**Written exercise**
From the records below, pull out the lines between the one containing "Find the tree bark;" and the one containing "106 40 L 127", inclusive, and reproduce them without any change.

**Source data**
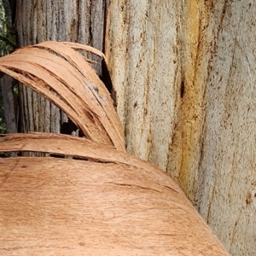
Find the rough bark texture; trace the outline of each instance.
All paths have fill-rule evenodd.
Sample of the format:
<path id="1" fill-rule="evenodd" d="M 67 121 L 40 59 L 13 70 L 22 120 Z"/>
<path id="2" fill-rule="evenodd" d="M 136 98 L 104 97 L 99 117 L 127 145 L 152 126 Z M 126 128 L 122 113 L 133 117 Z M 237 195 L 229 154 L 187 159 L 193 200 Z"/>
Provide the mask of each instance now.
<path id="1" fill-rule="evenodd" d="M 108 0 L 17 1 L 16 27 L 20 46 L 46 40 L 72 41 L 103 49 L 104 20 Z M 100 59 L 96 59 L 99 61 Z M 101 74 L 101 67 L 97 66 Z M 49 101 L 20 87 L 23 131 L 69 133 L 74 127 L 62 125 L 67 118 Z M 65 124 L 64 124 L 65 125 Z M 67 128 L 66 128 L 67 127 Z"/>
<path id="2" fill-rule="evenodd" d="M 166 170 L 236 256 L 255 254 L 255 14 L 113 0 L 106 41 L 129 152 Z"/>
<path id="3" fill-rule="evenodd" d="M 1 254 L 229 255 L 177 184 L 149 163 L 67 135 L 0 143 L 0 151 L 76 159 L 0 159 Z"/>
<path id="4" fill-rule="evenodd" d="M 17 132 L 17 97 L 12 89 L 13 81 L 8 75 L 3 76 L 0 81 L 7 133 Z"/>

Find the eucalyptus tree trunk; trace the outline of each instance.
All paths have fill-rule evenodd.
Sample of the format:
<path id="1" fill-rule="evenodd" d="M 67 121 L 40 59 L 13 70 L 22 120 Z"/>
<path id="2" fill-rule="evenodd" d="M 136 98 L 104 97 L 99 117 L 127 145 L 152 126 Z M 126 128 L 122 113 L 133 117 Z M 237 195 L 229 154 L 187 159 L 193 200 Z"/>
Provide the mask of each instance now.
---
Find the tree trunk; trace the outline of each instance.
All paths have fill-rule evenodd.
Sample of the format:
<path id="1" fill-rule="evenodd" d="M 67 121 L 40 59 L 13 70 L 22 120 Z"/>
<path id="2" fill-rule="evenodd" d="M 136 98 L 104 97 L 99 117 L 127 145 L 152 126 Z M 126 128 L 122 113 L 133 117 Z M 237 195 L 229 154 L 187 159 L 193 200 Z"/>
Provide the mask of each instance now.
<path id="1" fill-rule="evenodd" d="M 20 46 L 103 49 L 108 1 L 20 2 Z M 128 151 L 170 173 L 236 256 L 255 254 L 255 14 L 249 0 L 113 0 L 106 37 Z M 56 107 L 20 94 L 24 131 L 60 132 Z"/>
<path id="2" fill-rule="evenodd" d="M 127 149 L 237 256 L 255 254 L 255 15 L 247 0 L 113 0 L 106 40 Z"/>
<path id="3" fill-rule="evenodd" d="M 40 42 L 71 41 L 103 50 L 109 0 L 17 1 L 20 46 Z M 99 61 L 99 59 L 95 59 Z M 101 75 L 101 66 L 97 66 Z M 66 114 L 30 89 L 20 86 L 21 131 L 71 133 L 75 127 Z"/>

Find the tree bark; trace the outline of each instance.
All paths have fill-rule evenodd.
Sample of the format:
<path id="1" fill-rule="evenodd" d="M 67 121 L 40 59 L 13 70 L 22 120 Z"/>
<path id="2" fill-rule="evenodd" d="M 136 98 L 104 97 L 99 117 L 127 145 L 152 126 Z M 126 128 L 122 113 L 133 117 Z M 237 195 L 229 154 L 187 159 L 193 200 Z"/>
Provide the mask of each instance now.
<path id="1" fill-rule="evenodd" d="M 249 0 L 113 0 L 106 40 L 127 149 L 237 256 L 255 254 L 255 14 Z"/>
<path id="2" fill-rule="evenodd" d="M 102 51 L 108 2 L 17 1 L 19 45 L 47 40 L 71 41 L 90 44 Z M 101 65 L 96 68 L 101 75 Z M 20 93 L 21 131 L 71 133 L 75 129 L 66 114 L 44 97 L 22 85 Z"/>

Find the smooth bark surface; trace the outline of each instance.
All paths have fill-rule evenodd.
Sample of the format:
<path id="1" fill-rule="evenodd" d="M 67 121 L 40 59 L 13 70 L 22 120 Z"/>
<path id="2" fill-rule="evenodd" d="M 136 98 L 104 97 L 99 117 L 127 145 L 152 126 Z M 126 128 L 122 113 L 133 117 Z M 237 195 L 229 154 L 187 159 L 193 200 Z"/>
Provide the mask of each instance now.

**Exercise output**
Find the tree bark; trace the outline of each instance.
All paths have fill-rule evenodd.
Sample of the format:
<path id="1" fill-rule="evenodd" d="M 67 121 L 40 59 L 13 70 L 22 120 Z"/>
<path id="2" fill-rule="evenodd" d="M 136 98 L 104 97 L 99 117 L 127 145 L 152 126 Z M 126 128 L 122 113 L 133 117 Z M 237 195 L 229 154 L 187 159 L 193 200 Z"/>
Provide the mask of each instance now.
<path id="1" fill-rule="evenodd" d="M 249 0 L 113 0 L 106 40 L 127 149 L 237 256 L 255 254 L 255 14 Z"/>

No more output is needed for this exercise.